- WHAT YOU SHOULD DO: Copy the listing word for word from its beginning up to and including the line that contains "215 49 L 212". Leave the pictures out of your copy.

(Contour annotation records)
***

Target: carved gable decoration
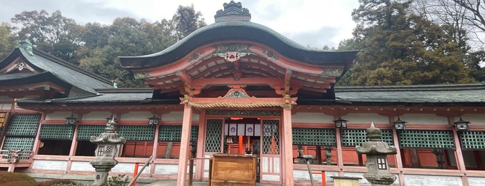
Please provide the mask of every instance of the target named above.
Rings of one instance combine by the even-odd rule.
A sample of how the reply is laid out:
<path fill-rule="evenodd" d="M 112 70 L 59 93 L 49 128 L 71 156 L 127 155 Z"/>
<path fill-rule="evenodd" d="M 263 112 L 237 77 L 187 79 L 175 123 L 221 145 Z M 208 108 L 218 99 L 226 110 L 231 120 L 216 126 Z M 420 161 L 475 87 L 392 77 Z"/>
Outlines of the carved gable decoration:
<path fill-rule="evenodd" d="M 249 96 L 244 89 L 232 88 L 228 91 L 224 98 L 249 98 Z"/>
<path fill-rule="evenodd" d="M 0 69 L 1 74 L 12 74 L 12 73 L 36 73 L 37 71 L 31 65 L 22 60 L 20 58 L 17 58 L 13 62 L 10 62 L 6 67 Z"/>
<path fill-rule="evenodd" d="M 215 49 L 212 56 L 224 58 L 230 62 L 237 61 L 242 56 L 254 53 L 249 49 L 250 45 L 246 44 L 223 44 L 212 46 Z"/>

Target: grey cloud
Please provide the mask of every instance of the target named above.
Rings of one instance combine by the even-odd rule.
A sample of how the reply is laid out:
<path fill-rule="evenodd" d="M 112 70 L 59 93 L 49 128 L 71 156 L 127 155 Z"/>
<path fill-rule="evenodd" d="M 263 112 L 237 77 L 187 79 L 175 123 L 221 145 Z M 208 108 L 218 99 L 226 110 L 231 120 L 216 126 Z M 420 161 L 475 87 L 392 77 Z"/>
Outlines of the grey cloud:
<path fill-rule="evenodd" d="M 282 34 L 301 45 L 321 49 L 325 45 L 337 48 L 340 41 L 334 42 L 332 40 L 337 36 L 338 32 L 339 29 L 337 28 L 324 26 L 316 31 L 298 32 L 294 34 L 282 33 Z"/>

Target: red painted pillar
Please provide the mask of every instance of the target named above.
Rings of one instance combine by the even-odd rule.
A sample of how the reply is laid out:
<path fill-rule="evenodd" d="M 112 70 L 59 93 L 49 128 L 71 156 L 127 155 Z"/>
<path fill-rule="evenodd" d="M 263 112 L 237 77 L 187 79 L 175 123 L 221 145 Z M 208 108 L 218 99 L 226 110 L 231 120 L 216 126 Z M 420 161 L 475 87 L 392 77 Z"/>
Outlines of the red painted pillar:
<path fill-rule="evenodd" d="M 294 185 L 293 180 L 293 136 L 291 134 L 291 110 L 283 108 L 283 126 L 282 127 L 283 144 L 283 184 Z"/>
<path fill-rule="evenodd" d="M 243 153 L 243 136 L 239 135 L 239 139 L 238 142 L 238 145 L 237 145 L 237 153 L 239 154 L 242 154 Z"/>
<path fill-rule="evenodd" d="M 192 108 L 188 103 L 184 104 L 184 115 L 182 120 L 182 136 L 180 137 L 180 153 L 178 158 L 178 173 L 177 186 L 185 185 L 187 180 L 187 165 L 189 162 L 190 127 L 192 121 Z"/>

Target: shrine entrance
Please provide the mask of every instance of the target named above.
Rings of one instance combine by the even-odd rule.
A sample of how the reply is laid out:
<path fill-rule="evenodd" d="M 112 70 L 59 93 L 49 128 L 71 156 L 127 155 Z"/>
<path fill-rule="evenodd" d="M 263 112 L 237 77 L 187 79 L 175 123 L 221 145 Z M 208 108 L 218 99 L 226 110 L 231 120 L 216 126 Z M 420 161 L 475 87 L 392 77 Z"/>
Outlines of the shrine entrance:
<path fill-rule="evenodd" d="M 206 110 L 206 113 L 265 113 L 265 115 L 232 115 L 217 118 L 206 115 L 203 157 L 216 153 L 250 154 L 257 158 L 258 183 L 282 183 L 280 110 Z M 273 115 L 268 115 L 271 113 Z M 209 161 L 204 162 L 204 178 L 208 178 Z"/>

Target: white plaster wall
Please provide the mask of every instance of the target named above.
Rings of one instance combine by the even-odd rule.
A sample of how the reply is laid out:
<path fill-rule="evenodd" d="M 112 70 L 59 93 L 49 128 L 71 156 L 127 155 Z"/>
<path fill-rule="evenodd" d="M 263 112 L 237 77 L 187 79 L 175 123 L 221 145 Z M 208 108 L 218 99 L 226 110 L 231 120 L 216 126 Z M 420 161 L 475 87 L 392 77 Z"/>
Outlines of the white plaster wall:
<path fill-rule="evenodd" d="M 336 176 L 337 176 L 337 175 L 336 175 Z M 371 183 L 369 183 L 368 181 L 367 181 L 367 180 L 366 180 L 365 178 L 364 178 L 364 173 L 344 172 L 344 173 L 343 173 L 343 176 L 360 178 L 361 179 L 359 180 L 359 185 L 371 185 Z M 393 183 L 391 185 L 399 185 L 399 178 L 397 178 L 397 177 L 398 177 L 397 175 L 396 175 L 395 177 L 396 177 L 394 183 Z M 332 178 L 330 178 L 330 179 L 332 179 L 331 181 L 333 182 L 333 179 L 332 179 Z M 406 183 L 406 185 L 407 186 L 407 183 Z"/>
<path fill-rule="evenodd" d="M 72 162 L 71 171 L 96 171 L 90 162 Z"/>
<path fill-rule="evenodd" d="M 65 120 L 66 117 L 70 117 L 73 115 L 72 112 L 69 111 L 58 111 L 52 113 L 49 113 L 46 115 L 46 120 Z M 73 115 L 74 117 L 78 118 L 79 117 L 75 113 Z"/>
<path fill-rule="evenodd" d="M 485 115 L 463 115 L 461 119 L 468 121 L 470 125 L 485 125 Z M 453 121 L 458 121 L 459 117 L 455 117 Z"/>
<path fill-rule="evenodd" d="M 350 113 L 342 116 L 342 119 L 348 120 L 347 124 L 369 124 L 369 126 L 372 121 L 374 121 L 375 124 L 389 124 L 389 117 L 373 113 Z"/>
<path fill-rule="evenodd" d="M 313 172 L 316 172 L 319 171 L 316 170 L 313 170 Z M 314 182 L 316 183 L 322 183 L 322 175 L 320 174 L 314 174 L 313 175 L 313 180 Z M 339 176 L 338 172 L 333 172 L 333 171 L 325 171 L 325 183 L 331 183 L 331 178 L 330 176 Z M 309 181 L 310 180 L 310 176 L 308 175 L 308 171 L 307 170 L 293 170 L 293 178 L 295 180 L 298 180 L 298 181 Z"/>
<path fill-rule="evenodd" d="M 133 111 L 121 115 L 120 119 L 123 121 L 144 121 L 153 116 L 153 114 L 150 112 Z"/>
<path fill-rule="evenodd" d="M 138 171 L 142 169 L 144 164 L 140 163 L 140 167 L 138 167 Z M 118 163 L 114 167 L 111 169 L 111 172 L 113 173 L 129 173 L 133 174 L 135 171 L 135 163 Z M 150 174 L 150 165 L 146 166 L 145 169 L 142 172 L 143 174 Z"/>
<path fill-rule="evenodd" d="M 67 161 L 35 160 L 32 164 L 32 169 L 65 171 L 67 169 Z"/>
<path fill-rule="evenodd" d="M 83 120 L 90 121 L 90 120 L 105 120 L 107 117 L 111 116 L 110 112 L 106 111 L 94 111 L 91 112 L 87 114 L 83 115 Z"/>
<path fill-rule="evenodd" d="M 405 175 L 406 186 L 441 185 L 441 186 L 461 186 L 463 185 L 459 176 Z"/>
<path fill-rule="evenodd" d="M 265 181 L 280 181 L 281 180 L 281 178 L 280 177 L 280 175 L 263 175 L 261 176 L 261 178 L 262 180 Z"/>
<path fill-rule="evenodd" d="M 334 117 L 321 112 L 297 112 L 291 115 L 293 123 L 332 124 Z"/>
<path fill-rule="evenodd" d="M 13 99 L 8 96 L 0 96 L 0 101 L 13 101 Z"/>
<path fill-rule="evenodd" d="M 407 124 L 448 124 L 448 118 L 434 114 L 406 114 L 400 117 L 401 120 L 408 122 Z"/>
<path fill-rule="evenodd" d="M 468 185 L 485 185 L 485 177 L 468 177 Z"/>
<path fill-rule="evenodd" d="M 155 174 L 177 174 L 178 173 L 178 164 L 155 164 Z"/>
<path fill-rule="evenodd" d="M 184 117 L 184 112 L 182 111 L 174 111 L 170 112 L 168 114 L 164 114 L 162 115 L 162 121 L 180 121 Z M 199 115 L 196 113 L 192 113 L 192 121 L 198 121 Z"/>

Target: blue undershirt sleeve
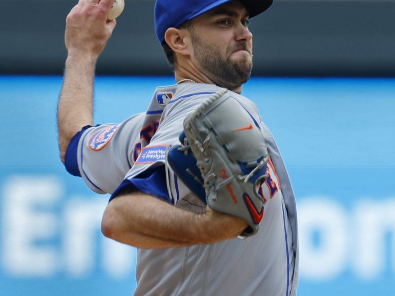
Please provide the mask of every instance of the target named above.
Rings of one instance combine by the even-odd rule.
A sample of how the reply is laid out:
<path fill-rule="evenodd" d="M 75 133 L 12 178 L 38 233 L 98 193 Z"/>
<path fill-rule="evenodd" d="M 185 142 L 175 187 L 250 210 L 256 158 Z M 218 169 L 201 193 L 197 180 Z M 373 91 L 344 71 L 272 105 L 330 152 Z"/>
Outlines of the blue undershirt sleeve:
<path fill-rule="evenodd" d="M 81 177 L 81 173 L 78 168 L 77 161 L 77 149 L 78 149 L 78 143 L 83 132 L 90 127 L 91 125 L 85 125 L 82 129 L 78 132 L 70 140 L 67 149 L 66 150 L 65 155 L 65 166 L 67 172 L 77 177 Z"/>
<path fill-rule="evenodd" d="M 134 188 L 136 191 L 140 191 L 147 194 L 160 198 L 167 202 L 170 201 L 167 192 L 164 165 L 156 167 L 148 172 L 142 173 L 132 179 L 123 180 L 113 193 L 109 202 L 117 197 L 126 186 L 131 189 Z"/>

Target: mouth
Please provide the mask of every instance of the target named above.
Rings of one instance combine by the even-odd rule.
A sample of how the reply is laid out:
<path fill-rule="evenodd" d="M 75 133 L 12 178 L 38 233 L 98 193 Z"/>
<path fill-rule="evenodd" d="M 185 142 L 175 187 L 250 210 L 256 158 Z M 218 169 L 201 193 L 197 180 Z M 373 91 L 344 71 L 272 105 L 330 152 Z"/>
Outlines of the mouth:
<path fill-rule="evenodd" d="M 232 48 L 232 50 L 231 51 L 231 55 L 232 55 L 235 53 L 241 53 L 243 54 L 248 54 L 249 55 L 251 54 L 251 50 L 248 48 L 248 47 L 246 45 L 244 44 L 238 44 L 235 47 L 235 48 Z"/>

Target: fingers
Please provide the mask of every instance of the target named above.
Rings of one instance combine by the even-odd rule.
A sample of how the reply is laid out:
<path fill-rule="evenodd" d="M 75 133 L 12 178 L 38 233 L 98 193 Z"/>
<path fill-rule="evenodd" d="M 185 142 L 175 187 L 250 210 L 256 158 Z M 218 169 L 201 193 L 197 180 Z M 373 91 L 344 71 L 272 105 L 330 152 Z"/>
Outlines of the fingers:
<path fill-rule="evenodd" d="M 114 19 L 111 21 L 107 21 L 107 28 L 110 29 L 110 32 L 112 32 L 115 29 L 115 26 L 117 26 L 117 20 Z"/>

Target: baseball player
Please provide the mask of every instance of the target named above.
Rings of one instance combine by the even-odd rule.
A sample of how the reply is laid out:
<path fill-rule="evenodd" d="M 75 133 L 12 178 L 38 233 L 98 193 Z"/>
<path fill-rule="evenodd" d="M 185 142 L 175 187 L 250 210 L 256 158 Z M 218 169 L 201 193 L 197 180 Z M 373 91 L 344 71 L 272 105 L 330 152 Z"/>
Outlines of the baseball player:
<path fill-rule="evenodd" d="M 240 94 L 252 65 L 249 19 L 272 0 L 157 0 L 156 33 L 176 83 L 158 87 L 146 112 L 119 124 L 94 125 L 95 65 L 116 26 L 116 20 L 106 20 L 113 1 L 79 0 L 67 17 L 59 141 L 67 171 L 94 191 L 111 194 L 102 230 L 137 247 L 134 295 L 295 295 L 299 253 L 294 194 L 271 134 L 255 104 Z M 243 239 L 248 222 L 207 206 L 208 198 L 191 191 L 167 159 L 169 149 L 182 147 L 186 116 L 224 93 L 236 115 L 226 118 L 223 112 L 223 118 L 219 112 L 219 124 L 223 119 L 231 124 L 232 116 L 238 123 L 238 114 L 247 114 L 248 122 L 232 135 L 258 131 L 268 152 L 265 166 L 244 178 L 265 171 L 264 179 L 256 179 L 262 183 L 254 183 L 264 205 L 260 211 L 248 208 L 257 220 L 256 231 Z M 240 149 L 247 153 L 254 145 L 253 139 L 235 149 L 242 155 Z"/>

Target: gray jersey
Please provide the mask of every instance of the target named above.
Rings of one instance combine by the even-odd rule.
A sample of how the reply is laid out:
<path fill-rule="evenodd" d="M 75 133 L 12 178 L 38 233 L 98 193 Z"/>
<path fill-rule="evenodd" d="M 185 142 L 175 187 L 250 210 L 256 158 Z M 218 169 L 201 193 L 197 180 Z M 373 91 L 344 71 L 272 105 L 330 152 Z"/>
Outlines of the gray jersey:
<path fill-rule="evenodd" d="M 165 155 L 169 147 L 179 144 L 185 116 L 219 89 L 189 83 L 158 87 L 145 113 L 120 124 L 87 127 L 77 135 L 68 148 L 68 170 L 96 192 L 116 194 L 133 184 L 176 207 L 204 213 L 205 205 L 166 165 Z M 298 229 L 288 174 L 256 106 L 233 95 L 260 126 L 271 155 L 269 177 L 261 187 L 266 202 L 259 231 L 244 239 L 211 245 L 138 249 L 136 296 L 296 294 Z"/>

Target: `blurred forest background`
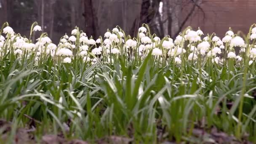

***

- PROBLEM SOLUTION:
Target: carved gable decoration
Please provide the mask of every instance of the target named above.
Rings of one instance combine by the even-odd rule.
A sample of how the reply is laid out:
<path fill-rule="evenodd" d="M 112 70 L 59 93 L 49 128 L 71 156 L 127 155 Z"/>
<path fill-rule="evenodd" d="M 263 112 L 237 77 L 187 79 L 175 123 L 221 145 Z M 208 108 L 218 99 L 226 110 L 231 120 L 216 126 Z M 420 161 L 475 87 L 392 77 Z"/>
Outlines of the carved gable decoration:
<path fill-rule="evenodd" d="M 249 96 L 244 89 L 232 88 L 228 91 L 224 98 L 249 98 Z"/>
<path fill-rule="evenodd" d="M 0 69 L 1 74 L 12 74 L 12 73 L 36 73 L 37 71 L 31 65 L 22 60 L 20 58 L 17 58 L 13 62 L 10 62 L 6 67 Z"/>
<path fill-rule="evenodd" d="M 215 49 L 212 56 L 224 58 L 230 62 L 237 61 L 242 56 L 254 53 L 249 49 L 250 45 L 246 44 L 223 44 L 212 46 Z"/>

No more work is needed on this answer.